§ **EXERCISE AIM**
Substitute "Predicted boxes" for every instance of "Box output" in the rows below, and leave every other character unchanged.

Extracted rows:
-*-
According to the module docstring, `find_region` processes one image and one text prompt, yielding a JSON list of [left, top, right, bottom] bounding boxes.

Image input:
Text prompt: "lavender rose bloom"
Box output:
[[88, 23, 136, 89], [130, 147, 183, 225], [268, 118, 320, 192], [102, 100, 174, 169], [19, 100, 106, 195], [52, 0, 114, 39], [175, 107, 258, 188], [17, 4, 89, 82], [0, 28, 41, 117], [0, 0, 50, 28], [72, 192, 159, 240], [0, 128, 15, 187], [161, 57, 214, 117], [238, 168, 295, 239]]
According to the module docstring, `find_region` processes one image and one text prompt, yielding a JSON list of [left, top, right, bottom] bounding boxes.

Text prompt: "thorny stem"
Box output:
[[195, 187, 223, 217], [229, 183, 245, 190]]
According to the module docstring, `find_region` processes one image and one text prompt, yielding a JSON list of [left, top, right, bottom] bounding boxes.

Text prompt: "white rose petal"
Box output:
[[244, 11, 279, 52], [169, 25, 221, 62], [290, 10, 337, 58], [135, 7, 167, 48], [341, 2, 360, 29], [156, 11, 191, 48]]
-*-
§ **ANSWER IN FULL**
According to the module docstring, `find_region` processes one image and one text prompt, yielding a JSON list of [left, top, right, bottom] bounding boxes.

Image input:
Text prompt: "lavender rose bloom"
Predicted boxes:
[[88, 23, 136, 89], [130, 147, 183, 225], [268, 118, 320, 192], [102, 100, 174, 169], [19, 100, 106, 195], [52, 0, 114, 39], [175, 107, 258, 188], [17, 4, 89, 82], [0, 28, 41, 117], [0, 0, 50, 28], [72, 192, 159, 240], [0, 128, 15, 187], [161, 57, 214, 117], [238, 168, 295, 239]]
According to the module docstring, `find_region` processes one image and one text prompt, yielding a JSON list of [left, top, right, bottom] bounding boxes.

Text prompt: "thorny stem"
Predicted boxes:
[[195, 187, 223, 217], [229, 183, 245, 190]]
According to the module docstring, `find_region` processes one image and one text prompt, yielding a JSON list of [left, top, right, bottom] bounding boxes.

Text prompt: "white rose petal"
Predicted boxes:
[[244, 11, 279, 52], [169, 25, 221, 62], [290, 10, 337, 58], [135, 7, 167, 48], [341, 2, 360, 29], [156, 11, 191, 48]]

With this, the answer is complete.